■ DO THIS ■
Pick out every line below that contains the word "camouflage" and copy each one as it appears.

Location lines:
········

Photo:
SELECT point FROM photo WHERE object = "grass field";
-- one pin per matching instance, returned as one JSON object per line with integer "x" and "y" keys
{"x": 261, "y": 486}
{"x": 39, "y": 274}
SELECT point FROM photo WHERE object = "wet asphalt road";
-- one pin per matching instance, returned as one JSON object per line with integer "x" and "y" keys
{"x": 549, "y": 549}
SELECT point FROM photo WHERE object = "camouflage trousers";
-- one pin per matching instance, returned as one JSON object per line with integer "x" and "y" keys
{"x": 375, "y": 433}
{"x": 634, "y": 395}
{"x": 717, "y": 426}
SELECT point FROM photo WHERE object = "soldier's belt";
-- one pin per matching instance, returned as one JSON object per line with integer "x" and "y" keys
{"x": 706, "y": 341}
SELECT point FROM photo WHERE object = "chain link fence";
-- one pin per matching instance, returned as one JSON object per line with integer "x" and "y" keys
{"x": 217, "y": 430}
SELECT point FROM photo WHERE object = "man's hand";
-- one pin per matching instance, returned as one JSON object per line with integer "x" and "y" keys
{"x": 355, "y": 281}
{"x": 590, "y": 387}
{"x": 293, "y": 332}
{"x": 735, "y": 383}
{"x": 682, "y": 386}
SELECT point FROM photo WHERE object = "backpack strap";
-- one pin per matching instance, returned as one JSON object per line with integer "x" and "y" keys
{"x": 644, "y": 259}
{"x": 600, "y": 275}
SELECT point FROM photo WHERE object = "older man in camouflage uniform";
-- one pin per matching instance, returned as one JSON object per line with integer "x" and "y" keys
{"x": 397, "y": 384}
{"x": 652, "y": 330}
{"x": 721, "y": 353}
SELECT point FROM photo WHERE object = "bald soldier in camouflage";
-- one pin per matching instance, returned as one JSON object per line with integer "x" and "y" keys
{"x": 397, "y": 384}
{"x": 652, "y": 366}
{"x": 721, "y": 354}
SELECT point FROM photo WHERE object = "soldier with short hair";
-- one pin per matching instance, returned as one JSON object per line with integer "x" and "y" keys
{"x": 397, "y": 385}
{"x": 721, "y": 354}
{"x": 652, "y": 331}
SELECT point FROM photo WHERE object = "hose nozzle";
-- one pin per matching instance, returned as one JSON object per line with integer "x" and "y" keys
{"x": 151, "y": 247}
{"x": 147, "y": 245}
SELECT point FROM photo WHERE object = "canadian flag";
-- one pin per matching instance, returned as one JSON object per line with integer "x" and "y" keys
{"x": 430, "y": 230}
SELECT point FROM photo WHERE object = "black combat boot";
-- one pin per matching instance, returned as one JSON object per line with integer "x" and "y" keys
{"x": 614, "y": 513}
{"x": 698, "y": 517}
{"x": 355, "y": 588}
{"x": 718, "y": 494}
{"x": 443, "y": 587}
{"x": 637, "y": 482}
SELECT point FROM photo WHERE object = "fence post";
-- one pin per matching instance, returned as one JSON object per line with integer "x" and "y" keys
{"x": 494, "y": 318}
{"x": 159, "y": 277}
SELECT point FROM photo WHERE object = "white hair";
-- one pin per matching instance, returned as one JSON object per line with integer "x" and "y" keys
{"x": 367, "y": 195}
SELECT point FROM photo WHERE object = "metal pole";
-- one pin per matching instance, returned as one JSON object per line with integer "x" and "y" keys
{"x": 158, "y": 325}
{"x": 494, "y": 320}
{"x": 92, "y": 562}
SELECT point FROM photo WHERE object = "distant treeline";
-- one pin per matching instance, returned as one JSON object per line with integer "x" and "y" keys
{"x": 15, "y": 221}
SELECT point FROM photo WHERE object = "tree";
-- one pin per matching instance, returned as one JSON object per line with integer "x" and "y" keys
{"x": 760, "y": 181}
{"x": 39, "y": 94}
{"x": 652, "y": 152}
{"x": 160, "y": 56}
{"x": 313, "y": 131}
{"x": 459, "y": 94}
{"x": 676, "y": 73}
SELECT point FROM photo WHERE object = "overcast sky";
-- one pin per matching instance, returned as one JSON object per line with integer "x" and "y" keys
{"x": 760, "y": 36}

········

■ RESULT ■
SELECT point FROM photo WHERE object = "camouflage trousers";
SELECT point FROM photo WHERE object = "older man in camouflage uniform";
SELECT point FROM photo WHERE object = "bald soldier in camouflage";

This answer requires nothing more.